══ DATA FOR REVIEW
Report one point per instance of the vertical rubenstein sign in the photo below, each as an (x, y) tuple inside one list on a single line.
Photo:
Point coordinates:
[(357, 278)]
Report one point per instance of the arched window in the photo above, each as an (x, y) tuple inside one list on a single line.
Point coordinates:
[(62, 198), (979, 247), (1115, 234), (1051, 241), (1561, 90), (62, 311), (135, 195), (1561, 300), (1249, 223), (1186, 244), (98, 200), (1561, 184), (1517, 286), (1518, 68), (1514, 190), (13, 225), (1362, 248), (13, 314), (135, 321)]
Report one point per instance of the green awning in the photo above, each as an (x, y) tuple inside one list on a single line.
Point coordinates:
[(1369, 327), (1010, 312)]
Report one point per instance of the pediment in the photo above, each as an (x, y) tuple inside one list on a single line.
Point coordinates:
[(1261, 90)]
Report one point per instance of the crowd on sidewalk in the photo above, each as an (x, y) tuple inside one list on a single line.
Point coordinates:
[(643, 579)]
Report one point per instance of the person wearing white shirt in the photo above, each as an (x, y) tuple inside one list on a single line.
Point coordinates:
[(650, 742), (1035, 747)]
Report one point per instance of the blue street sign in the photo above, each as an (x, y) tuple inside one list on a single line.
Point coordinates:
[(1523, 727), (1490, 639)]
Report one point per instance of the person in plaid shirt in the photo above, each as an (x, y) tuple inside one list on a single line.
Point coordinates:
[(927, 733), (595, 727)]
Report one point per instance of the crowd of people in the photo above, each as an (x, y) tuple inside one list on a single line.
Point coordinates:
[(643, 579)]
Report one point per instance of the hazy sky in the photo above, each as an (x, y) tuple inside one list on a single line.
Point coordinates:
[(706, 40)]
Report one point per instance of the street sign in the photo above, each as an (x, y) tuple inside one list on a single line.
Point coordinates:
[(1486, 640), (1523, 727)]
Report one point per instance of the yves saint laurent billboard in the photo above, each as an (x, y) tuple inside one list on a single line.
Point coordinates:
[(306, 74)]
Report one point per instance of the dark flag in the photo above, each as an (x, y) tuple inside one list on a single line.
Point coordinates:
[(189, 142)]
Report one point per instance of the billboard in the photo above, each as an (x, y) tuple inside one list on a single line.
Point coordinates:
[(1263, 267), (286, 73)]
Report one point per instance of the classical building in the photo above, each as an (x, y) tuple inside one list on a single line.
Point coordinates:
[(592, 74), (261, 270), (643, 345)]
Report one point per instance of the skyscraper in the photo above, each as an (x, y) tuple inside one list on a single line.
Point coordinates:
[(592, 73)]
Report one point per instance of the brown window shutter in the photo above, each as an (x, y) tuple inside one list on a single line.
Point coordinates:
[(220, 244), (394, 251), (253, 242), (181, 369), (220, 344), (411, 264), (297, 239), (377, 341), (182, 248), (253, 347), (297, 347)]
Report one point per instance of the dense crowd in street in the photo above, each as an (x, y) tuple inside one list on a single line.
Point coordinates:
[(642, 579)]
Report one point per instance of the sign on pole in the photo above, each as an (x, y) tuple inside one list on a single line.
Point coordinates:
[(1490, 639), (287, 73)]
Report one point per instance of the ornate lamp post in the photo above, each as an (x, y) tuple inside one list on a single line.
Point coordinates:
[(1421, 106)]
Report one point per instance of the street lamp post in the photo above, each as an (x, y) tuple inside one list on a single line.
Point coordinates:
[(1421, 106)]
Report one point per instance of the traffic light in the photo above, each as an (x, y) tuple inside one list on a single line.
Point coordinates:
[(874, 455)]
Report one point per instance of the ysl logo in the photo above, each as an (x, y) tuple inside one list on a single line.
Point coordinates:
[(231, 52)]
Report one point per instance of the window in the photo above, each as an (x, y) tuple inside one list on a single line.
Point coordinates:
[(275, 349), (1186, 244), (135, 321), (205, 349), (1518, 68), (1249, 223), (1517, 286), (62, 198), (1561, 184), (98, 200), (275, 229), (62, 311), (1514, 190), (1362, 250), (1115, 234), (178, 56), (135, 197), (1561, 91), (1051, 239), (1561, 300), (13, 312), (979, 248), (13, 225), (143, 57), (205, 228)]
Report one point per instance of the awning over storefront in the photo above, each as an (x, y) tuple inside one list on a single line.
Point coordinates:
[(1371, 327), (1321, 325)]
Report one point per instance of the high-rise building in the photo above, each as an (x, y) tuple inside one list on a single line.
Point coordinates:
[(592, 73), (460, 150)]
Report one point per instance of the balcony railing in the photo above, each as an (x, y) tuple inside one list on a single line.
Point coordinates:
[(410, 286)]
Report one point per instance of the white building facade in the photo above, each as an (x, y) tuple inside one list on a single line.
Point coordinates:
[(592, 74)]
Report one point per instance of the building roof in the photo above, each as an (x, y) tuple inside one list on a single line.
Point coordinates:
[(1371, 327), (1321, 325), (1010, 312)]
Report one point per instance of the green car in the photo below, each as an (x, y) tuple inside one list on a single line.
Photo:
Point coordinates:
════
• _TASK TO CARRY OUT_: Transcribe the data exactly.

• _YOUR SOLUTION_:
Report one point per instance of the vertical rubenstein sign in the photo below, each as an (x, y) tuple inside one list on a single line.
Photo:
Point coordinates:
[(357, 278)]
Report one point per instance of the arched window in the photo above, each as an (x, y) tuple inside one list on a single line.
Point coordinates:
[(62, 198), (979, 247), (1115, 234), (1051, 241), (1561, 90), (62, 311), (135, 195), (1561, 300), (1249, 223), (1186, 244), (98, 200), (1561, 184), (1517, 286), (1518, 68), (1514, 190), (13, 225), (1362, 248), (13, 314), (135, 321)]
Report one point per instance of the green awning in the photo above, each as an (x, y) tuple inside one list on a single line.
Point coordinates:
[(1369, 327), (1010, 312)]
Report one point per instance of the pediment in the photo above, each as an (x, y) tuple inside one list on a single line.
Point coordinates:
[(1261, 90)]
Report one point per instance of the crowd on sidewalk in the photo above, each as an (x, y) tuple inside one list on a single line.
Point coordinates:
[(643, 579)]
Report one point per instance of the person wearing white shirt in the photo above, each as an (x, y) tuple inside one list on a single line.
Point coordinates:
[(650, 742), (1035, 747)]
Report one point per instance of the blue street sign in the photo above, each as an (x, y) tuple inside one list on a single line.
Point coordinates:
[(1523, 727), (1490, 639)]
Report one point per instance of the person in plaid shirt in the photo above, each as an (x, y) tuple inside one list on a single line.
Point coordinates:
[(927, 733), (595, 727)]
Report one point per instance of the crowd of people in the photo above, each as an (x, y) tuple inside one list on a single line.
Point coordinates:
[(643, 579)]
Report one point per instance of the hazy sky in the photo above, each as an (x, y) tuple inside one list on a single line.
Point coordinates:
[(706, 40)]
Report one point per instance of the street sign in the photo above, each as an (x, y) tuple inside one list on a single line.
Point coordinates:
[(1486, 640), (1523, 727)]
Report one point per instance of the yves saint laurent billboard in the photo above, each as an (x, y) tuple inside one list on a single line.
Point coordinates:
[(306, 74)]
Report one point per instance of the dark flag in the photo above, each as an (x, y) tuple inside one list on a single line.
Point coordinates:
[(189, 142)]
Report one point per instance of the billboard in the photo above, each as an (x, y) tuple inside one list on a single line.
Point coordinates:
[(1263, 267), (286, 73)]
Report one point per instance of the classical building in the photo above, each as an (x, y) tuple inside one list on a single line.
Point coordinates:
[(592, 74), (261, 270), (643, 345)]
Report one point per instance of the skyscraper in the photo above, each as an (x, y) tuple inside one list on a single line.
Point coordinates:
[(592, 73)]
Report one point per instance of the brown window shutter in the photo above, each as an (x, y) tuple inside one list on a single line.
Point coordinates:
[(220, 244), (394, 251), (253, 242), (181, 369), (220, 344), (411, 264), (297, 239), (377, 341), (182, 248), (253, 347), (297, 347)]
Report one point per instance of the dense crowd in street in the photo above, each as an (x, y) tuple inside one list on a single line.
Point coordinates:
[(642, 579)]
Report one point per instance of the sign on pole in the photo above, each as an (x, y) tuple inside one list on a single line.
Point coordinates:
[(1490, 639), (287, 73)]
Report one point per instance of the ornate lamp post in the photo above, each as an (x, y) tuple inside one list on a single line.
Point coordinates:
[(1421, 106)]
Report one point per instance of the street lamp post in the photo above, each as an (x, y) tuple inside one list on a single line.
Point coordinates:
[(1421, 106)]
Report one point per instance of the traffic light in the photo above, each as an (x, y) tuple inside one list on a single line.
Point coordinates:
[(874, 455)]
Report one point per instance of the ysl logo in the photo above, each as an (x, y) tuple inside one list on a single line.
Point coordinates:
[(231, 52)]
Report one point per instance of the window in the photo above, each as an (x, y) tuple inside one list on a single line.
Point coordinates:
[(275, 349), (1186, 244), (135, 321), (205, 349), (1518, 68), (1249, 223), (1517, 286), (62, 198), (1561, 184), (98, 200), (275, 229), (62, 311), (1514, 190), (1362, 250), (1115, 234), (178, 56), (135, 197), (1561, 91), (1051, 239), (1561, 300), (13, 312), (979, 248), (13, 225), (143, 57), (205, 228)]
Report one point per instance of the awning over storefront in the photo above, each as an (x, y) tuple inside one list on a single line.
Point coordinates:
[(1371, 327), (1321, 325)]
Report one point per instance of the high-rise building in the photo above, each as an (x, y) tuple inside one list on a single line.
Point coordinates:
[(592, 73), (460, 150)]
Report one point per instance of the balcony railing in the photo above, each as an (x, y) tuple inside one list on a single line.
Point coordinates:
[(410, 286)]
Report one point per instance of the white building facade in the photo above, each as an (x, y) tuple inside one list on a single line.
Point coordinates:
[(592, 74)]
Report one point per instance of the building roof in the photo above, each as an (x, y) tuple inside one list on a single line.
Point coordinates:
[(1371, 327), (1321, 325), (1010, 312)]
Report one point per instance of the green car in the photo below, each as an (x, y) tuple inside one list on a single line.
Photo:
Point coordinates:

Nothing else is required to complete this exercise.